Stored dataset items

::::::::::

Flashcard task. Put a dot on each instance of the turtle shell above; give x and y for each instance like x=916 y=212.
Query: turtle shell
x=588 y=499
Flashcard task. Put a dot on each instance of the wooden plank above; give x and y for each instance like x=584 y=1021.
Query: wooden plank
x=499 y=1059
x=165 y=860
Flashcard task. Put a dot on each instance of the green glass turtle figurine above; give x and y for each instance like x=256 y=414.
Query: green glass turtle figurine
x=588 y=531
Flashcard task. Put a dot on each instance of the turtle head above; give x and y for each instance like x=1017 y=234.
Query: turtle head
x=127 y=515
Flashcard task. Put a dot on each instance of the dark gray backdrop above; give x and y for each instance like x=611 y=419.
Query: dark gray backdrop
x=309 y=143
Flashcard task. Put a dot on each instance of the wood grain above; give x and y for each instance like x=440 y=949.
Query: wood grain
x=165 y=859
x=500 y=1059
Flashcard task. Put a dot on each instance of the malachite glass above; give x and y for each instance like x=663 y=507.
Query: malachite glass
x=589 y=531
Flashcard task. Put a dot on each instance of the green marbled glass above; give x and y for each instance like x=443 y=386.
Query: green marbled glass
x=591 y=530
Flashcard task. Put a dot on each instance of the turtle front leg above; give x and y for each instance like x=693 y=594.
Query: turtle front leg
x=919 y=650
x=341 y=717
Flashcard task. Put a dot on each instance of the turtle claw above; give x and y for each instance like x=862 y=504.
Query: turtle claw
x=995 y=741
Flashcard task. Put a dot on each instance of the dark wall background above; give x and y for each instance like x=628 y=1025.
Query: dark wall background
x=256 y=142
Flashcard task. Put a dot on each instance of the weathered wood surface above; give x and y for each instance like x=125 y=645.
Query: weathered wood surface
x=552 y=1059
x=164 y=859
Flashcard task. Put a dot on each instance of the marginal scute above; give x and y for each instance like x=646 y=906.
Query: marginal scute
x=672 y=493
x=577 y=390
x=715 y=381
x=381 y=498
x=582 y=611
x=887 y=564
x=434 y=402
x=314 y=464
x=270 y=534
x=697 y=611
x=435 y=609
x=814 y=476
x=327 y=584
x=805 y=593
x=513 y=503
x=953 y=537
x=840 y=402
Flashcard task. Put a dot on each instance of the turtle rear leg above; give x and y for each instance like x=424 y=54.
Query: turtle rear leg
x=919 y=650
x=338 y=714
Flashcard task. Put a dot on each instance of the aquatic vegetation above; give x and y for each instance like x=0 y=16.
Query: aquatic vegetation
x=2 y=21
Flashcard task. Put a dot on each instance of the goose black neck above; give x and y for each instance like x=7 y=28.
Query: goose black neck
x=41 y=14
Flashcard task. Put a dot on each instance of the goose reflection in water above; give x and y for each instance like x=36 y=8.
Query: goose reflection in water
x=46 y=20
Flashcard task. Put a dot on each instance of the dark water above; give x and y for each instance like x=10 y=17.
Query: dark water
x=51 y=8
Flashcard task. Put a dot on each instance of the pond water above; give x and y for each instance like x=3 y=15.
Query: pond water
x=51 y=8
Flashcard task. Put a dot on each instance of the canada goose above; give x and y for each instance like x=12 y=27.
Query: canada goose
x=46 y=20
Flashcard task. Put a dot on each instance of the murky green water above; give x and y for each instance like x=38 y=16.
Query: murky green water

::::::::::

• _TO DO_: Rewrite the lines of the data above as a numbered list, starting at the line that contains "Flashcard task. Put a dot on each instance of the canada" and ending at the last line of the data. Omit any blank lines.

• _OUTPUT FOR THIS TASK_:
1. Flashcard task. Put a dot on each instance of the canada goose above; give x and y for each instance like x=12 y=27.
2. Query: canada goose
3. x=46 y=20
4. Flashcard task. Put a dot on each instance of the murky green water above; give x and y for each instance like x=38 y=16.
5. Query: murky green water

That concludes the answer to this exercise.